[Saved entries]

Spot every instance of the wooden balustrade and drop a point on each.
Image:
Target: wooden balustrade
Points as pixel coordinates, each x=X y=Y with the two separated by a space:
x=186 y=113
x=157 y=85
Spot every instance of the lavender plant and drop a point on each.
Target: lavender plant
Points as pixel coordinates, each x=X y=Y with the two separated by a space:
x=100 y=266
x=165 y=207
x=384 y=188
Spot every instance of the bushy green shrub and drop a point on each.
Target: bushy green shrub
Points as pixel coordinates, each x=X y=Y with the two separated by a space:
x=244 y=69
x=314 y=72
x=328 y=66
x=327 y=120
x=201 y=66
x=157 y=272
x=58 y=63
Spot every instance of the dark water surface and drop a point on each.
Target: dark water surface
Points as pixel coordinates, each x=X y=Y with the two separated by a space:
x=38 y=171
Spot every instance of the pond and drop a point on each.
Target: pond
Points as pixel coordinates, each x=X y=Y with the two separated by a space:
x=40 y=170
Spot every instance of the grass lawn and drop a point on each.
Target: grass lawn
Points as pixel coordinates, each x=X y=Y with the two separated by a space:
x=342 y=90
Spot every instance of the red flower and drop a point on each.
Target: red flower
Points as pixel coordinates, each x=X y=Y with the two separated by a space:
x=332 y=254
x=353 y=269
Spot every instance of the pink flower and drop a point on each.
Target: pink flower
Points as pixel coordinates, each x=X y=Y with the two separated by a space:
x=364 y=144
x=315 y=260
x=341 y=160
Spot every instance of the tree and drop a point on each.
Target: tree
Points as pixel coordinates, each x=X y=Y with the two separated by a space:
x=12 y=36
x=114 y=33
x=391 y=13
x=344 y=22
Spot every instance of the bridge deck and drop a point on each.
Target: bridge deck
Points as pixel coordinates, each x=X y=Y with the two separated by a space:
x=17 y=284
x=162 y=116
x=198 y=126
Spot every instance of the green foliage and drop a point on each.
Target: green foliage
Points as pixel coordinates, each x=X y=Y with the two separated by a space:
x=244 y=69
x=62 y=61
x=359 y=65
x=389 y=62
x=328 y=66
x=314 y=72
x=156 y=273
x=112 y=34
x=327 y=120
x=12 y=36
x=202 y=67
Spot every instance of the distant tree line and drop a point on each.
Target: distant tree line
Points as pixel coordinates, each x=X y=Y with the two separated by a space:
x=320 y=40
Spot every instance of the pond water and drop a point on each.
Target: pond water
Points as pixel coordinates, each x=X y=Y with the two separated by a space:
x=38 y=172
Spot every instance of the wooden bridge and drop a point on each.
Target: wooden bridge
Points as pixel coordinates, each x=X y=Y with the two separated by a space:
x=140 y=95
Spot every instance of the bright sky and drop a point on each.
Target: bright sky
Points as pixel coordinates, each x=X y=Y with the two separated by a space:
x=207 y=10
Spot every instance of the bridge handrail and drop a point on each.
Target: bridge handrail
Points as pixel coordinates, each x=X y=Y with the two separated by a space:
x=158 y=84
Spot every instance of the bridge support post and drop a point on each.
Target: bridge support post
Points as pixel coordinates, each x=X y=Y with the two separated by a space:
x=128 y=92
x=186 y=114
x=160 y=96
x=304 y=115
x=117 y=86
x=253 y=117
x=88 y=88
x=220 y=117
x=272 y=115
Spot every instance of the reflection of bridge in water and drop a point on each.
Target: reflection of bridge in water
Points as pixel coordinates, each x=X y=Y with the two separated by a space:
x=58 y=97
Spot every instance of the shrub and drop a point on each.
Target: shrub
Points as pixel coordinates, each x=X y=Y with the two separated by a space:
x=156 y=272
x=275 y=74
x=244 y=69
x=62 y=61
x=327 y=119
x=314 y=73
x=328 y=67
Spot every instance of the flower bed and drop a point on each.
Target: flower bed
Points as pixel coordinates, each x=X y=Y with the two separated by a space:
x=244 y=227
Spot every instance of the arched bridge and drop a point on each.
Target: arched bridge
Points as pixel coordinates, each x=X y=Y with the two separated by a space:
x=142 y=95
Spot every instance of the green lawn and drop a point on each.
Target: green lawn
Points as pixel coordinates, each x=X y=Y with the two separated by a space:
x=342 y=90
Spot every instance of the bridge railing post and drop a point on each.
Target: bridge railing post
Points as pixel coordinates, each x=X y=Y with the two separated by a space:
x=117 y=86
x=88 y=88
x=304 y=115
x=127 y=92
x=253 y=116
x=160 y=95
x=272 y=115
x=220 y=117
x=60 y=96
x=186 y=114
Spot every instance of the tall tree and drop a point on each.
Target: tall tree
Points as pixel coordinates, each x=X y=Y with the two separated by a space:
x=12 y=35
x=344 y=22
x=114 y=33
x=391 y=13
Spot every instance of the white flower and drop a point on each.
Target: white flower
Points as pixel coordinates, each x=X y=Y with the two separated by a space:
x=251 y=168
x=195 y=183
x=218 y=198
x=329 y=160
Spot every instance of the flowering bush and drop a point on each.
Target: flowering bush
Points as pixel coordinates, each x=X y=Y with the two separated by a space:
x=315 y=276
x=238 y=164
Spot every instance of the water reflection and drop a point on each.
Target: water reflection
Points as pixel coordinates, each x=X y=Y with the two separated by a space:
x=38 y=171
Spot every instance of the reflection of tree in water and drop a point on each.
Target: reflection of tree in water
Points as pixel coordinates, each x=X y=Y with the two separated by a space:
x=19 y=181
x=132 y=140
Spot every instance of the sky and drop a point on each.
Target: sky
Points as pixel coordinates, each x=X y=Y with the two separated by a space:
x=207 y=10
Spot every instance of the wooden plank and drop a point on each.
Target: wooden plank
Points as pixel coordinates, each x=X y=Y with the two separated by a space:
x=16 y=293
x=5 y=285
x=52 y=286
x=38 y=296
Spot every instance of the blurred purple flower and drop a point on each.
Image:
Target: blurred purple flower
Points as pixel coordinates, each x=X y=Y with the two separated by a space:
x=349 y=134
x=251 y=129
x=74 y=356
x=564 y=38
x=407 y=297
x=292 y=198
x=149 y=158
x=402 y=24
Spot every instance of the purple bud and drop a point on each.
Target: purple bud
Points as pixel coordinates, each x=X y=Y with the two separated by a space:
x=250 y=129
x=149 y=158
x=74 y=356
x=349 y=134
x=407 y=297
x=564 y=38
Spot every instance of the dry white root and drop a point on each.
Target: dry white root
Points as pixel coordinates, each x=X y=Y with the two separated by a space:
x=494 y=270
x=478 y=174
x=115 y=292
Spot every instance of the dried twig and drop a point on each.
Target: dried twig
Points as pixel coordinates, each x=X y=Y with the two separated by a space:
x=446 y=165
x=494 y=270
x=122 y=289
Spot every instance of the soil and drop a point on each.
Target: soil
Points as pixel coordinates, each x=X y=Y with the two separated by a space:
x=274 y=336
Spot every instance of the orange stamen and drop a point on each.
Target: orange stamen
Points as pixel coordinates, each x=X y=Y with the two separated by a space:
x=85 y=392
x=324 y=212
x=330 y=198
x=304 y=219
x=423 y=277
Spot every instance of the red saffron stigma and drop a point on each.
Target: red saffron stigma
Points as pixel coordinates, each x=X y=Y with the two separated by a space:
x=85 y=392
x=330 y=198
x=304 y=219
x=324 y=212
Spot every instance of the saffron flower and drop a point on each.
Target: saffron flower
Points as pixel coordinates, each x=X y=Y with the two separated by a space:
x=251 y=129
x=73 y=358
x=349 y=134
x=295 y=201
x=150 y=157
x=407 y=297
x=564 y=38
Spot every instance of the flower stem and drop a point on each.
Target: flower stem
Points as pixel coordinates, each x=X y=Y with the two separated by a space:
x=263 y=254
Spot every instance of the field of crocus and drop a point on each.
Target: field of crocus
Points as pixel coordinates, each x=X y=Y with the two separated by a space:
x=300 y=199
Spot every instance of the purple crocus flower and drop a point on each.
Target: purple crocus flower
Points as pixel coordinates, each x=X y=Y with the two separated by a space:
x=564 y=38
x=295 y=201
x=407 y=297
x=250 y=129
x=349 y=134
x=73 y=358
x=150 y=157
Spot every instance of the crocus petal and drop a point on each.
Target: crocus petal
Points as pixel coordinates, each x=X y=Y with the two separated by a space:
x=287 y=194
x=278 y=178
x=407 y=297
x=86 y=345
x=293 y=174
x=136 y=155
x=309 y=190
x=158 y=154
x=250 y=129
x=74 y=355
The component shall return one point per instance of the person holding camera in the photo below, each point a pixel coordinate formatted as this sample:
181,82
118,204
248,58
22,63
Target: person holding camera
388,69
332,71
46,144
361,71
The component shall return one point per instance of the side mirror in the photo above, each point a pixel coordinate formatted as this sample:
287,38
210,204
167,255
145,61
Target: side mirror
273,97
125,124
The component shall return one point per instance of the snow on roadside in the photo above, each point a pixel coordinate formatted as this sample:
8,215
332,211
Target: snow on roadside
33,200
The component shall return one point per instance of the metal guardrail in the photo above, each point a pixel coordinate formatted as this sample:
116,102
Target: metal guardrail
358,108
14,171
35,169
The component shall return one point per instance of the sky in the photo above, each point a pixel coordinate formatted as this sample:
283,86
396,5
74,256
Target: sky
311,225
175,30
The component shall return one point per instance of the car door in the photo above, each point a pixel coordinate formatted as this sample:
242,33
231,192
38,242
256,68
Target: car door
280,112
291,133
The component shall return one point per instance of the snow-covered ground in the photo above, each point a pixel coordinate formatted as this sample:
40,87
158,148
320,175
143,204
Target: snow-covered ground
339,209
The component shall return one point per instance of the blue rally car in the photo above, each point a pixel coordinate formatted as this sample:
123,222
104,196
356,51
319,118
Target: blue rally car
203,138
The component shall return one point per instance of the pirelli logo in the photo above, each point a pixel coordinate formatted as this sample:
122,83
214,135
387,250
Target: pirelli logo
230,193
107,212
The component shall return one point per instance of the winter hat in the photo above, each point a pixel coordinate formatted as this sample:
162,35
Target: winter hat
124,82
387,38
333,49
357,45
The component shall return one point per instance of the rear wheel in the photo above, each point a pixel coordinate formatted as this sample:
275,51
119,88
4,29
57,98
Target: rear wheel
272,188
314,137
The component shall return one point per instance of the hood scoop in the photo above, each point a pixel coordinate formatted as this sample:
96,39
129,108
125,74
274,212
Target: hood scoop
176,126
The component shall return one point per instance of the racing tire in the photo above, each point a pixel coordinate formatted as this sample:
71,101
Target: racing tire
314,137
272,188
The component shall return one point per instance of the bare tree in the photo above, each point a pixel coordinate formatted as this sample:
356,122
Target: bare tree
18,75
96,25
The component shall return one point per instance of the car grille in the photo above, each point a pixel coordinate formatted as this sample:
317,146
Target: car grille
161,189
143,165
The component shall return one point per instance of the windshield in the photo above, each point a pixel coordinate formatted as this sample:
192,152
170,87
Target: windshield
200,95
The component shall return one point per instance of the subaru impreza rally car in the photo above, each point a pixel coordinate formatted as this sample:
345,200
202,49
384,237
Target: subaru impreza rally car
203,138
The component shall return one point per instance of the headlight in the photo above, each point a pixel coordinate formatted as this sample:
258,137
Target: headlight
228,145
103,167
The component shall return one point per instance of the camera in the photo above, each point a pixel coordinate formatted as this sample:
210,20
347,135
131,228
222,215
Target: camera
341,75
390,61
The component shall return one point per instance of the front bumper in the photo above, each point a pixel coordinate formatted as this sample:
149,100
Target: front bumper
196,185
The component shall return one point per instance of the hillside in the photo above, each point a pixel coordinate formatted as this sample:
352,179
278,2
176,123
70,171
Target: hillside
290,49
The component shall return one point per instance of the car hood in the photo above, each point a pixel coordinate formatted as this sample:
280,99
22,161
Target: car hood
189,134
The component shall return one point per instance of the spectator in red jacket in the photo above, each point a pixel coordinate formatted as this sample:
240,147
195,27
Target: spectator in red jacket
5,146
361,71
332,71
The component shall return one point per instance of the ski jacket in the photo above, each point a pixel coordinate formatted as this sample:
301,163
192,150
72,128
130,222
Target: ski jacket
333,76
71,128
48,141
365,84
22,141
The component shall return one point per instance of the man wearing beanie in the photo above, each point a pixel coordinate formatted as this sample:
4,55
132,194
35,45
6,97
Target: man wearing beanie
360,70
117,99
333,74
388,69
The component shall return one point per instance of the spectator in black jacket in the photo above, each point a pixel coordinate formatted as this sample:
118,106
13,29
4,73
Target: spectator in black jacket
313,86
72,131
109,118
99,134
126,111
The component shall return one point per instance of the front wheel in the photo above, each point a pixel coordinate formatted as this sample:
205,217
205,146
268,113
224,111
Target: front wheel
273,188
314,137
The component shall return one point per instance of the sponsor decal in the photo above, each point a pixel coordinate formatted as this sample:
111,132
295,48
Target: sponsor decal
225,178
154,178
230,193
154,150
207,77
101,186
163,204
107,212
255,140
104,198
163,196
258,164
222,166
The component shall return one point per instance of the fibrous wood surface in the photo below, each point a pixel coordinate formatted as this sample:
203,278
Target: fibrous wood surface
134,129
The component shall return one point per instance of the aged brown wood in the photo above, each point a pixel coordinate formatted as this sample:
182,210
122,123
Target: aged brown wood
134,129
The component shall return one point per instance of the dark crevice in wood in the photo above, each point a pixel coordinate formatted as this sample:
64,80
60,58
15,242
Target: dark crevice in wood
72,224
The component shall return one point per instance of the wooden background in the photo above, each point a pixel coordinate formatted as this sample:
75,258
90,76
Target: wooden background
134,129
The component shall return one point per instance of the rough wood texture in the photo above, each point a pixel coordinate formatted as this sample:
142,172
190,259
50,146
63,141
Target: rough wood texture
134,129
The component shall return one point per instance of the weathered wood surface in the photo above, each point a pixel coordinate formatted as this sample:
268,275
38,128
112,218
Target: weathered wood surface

- **THE TASK**
Copy the records above exactly, beginning at the line that contains "Spot every instance of the reflection of bridge" and stopping after the line that contains "Spot every instance of the flowering".

- **WRITTEN REPLY**
Spot every instance of the reflection of bridge in water and drop a point on each.
Target: reflection of bridge in water
Points as pixel coordinates, each x=X y=Y with the two separated by a space:
x=58 y=97
Spot every instance of the shrub and drop a point on each.
Target: shrub
Points as pixel coordinates, each x=X y=Y with the two separated by a space:
x=156 y=272
x=275 y=74
x=244 y=69
x=62 y=61
x=327 y=119
x=314 y=73
x=328 y=67
Spot every instance of the flower bed and drop a point on each.
Target: flower bed
Points as pixel coordinates, each x=X y=Y with the two separated by a space:
x=244 y=227
Spot every instance of the arched bridge and drop a point on each.
Target: arched bridge
Points as pixel coordinates, each x=X y=Y with the two separated by a space:
x=142 y=95
Spot every instance of the green lawn and drop a point on each.
Target: green lawn
Points as pixel coordinates, each x=X y=Y with the two separated by a space:
x=342 y=90
Spot every instance of the bridge railing post and drop a point on each.
Target: bridge railing post
Points as pixel coordinates, each x=X y=Y with the two separated by a space:
x=117 y=86
x=88 y=88
x=304 y=115
x=127 y=92
x=253 y=116
x=160 y=95
x=272 y=115
x=220 y=117
x=60 y=96
x=186 y=114
Spot every instance of the tall tree and drop a point on each.
Target: tall tree
Points as pixel coordinates, each x=X y=Y with the two separated by a space:
x=12 y=35
x=344 y=22
x=114 y=33
x=391 y=13
Spot every instance of the white flower and drop a point on each.
Target: white flower
Points as pixel coordinates, each x=X y=Y with the two separated by a space:
x=251 y=168
x=195 y=183
x=218 y=198
x=329 y=160
Spot every instance of the flowering bush and drop a point on each.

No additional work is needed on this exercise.